What it looks like, is a community where almost 30% of people live below the Low Income Cut Off (see Kingston Galloway/Orton Park community for more details). The challenges faced by the people living in KGO go beyond the fundamental and very real challenges of living in poverty; the community itself provides additional challenges like:

  • Poor transit options
  • Few economic opportunities
  • A built form that fosters isolation

And yet, KGO, like all communities, holds tremendous potential. The residents of KGO have skills, passions and talents; the organizations run meaningful programs; the institutions and businesses hold knowledge, ideas and resources.  The Storefront’s goal is to unlock this potential so that the community itself offers a network of support, resources and opportunities for the people who live here.

In the late 1990’s when The Storefront was born (see Storefront History), the social sector was fighting for survival. Funding trends encouraged neighbourhood organizations to take a deficit based approach to their work: people have deficits which prevent them from participating in society, the social sector’s role is to support people to find solutions to these individual deficits in the form of social service provision. While this approach does offer critical social service support for the people who needed it most, it also led to a fragmented system of service silos.

The Storefront has, since its inception sought to do community work differently. Instead of a deficit-based approach to community change, The Storefront takes an asset-based approach which has come to be known as the Connected Community Approach (CCA).

At The Storefront we leverage what is good in the community for the benefit of the community; we connect ideas, resources, opportunities and passion; we bring opportunity and resources and connect them to local initiatives.  Our role, is that of a Community Backbone Organization: a connector, communicator and convenor

Why does The Storefront and our approach matter? The KGO community faces many challenges. It also holds many opportunities and much potential. The Storefront and our Connected Community Approach is a catalyst for breaking down silos, helping people and organizations in and around the KGO work better together. We are as aware of the community’s strengths and aspirations as we are of its challenges. We work together with everyone to ensure that we leverage community resources, talents, ideas and passion. We help the whole community operate in concert instead of in isolation.  This means more opportunities are available and more potential can be realized by and for the people of this community.

Want to learn more about the Storefront’s approach?  Please download our Theory of Change.

 

Neighbourhood Context


In the first decade of the 21st century, the City of Toronto, United Way and others began to pay close attention to inner suburban communities.

Exercise> Translate this sentence from the Storefront passage into Spanish: "And yet, KGO, like all communities, holds tremendous potential." Work from the Storefront passage alone.

Supplied information>

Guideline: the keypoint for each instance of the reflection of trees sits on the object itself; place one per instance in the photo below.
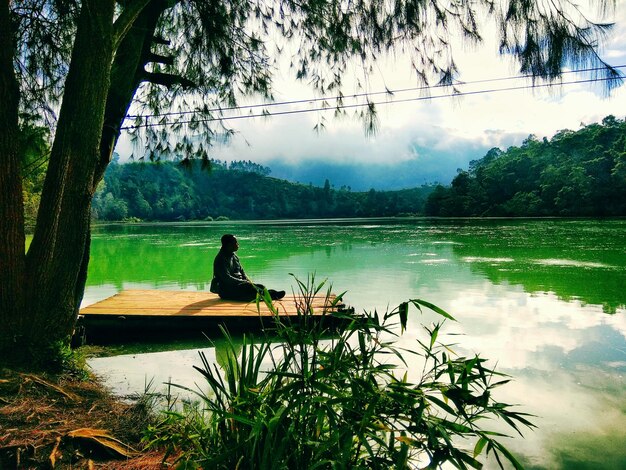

Output below> Y, sin embargo, KGO, como todas las comunidades, tiene un enorme potencial.